▶ **Given instruction**:
Filter the lines below and copy each one that contains the string "glass". Matching is case-sensitive.

(Items stored from a collection)

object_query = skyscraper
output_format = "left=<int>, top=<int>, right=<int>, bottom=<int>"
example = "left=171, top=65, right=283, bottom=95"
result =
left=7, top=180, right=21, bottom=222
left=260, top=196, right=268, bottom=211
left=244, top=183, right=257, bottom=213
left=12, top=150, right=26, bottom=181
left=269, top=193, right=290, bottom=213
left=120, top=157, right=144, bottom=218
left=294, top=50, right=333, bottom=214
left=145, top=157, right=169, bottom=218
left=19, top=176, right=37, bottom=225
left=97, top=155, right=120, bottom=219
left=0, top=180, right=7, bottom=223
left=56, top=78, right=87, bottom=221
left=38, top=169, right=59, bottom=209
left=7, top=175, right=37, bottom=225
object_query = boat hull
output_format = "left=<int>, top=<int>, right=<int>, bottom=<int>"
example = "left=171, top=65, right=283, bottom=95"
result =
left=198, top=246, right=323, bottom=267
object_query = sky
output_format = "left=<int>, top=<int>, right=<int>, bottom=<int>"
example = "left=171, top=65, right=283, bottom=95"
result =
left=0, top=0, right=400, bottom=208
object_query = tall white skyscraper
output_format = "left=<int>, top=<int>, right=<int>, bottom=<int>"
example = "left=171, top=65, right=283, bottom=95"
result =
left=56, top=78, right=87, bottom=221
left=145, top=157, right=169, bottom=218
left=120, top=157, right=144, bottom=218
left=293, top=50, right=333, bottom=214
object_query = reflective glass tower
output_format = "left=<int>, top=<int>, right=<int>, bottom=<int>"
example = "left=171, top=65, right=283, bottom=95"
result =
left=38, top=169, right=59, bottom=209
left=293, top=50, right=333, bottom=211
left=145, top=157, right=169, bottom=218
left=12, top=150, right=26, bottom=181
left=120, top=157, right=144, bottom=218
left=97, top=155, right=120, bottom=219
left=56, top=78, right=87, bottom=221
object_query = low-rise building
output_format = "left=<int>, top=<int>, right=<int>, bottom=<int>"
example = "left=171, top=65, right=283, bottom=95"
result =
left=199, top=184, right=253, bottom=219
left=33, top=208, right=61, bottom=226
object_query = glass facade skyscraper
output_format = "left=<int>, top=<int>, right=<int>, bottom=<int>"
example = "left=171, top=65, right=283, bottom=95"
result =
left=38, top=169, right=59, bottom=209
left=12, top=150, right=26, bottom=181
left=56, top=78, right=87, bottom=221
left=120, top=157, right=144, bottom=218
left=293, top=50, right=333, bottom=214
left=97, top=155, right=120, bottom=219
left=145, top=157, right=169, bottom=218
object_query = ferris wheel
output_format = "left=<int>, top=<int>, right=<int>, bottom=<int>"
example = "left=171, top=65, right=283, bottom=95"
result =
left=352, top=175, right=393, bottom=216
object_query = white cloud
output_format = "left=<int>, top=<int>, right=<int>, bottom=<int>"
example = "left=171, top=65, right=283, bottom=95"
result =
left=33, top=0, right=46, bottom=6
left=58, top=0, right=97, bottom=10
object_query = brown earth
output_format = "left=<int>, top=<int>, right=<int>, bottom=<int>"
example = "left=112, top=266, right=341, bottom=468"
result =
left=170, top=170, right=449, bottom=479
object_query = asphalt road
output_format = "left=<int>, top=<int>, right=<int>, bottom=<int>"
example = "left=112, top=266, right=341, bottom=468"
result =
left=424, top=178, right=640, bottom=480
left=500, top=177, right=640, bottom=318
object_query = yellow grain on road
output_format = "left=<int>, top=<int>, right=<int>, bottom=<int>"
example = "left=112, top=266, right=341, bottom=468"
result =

▶ **Task result**:
object_query = reflective glass tower
object_query = glass facade skyscraper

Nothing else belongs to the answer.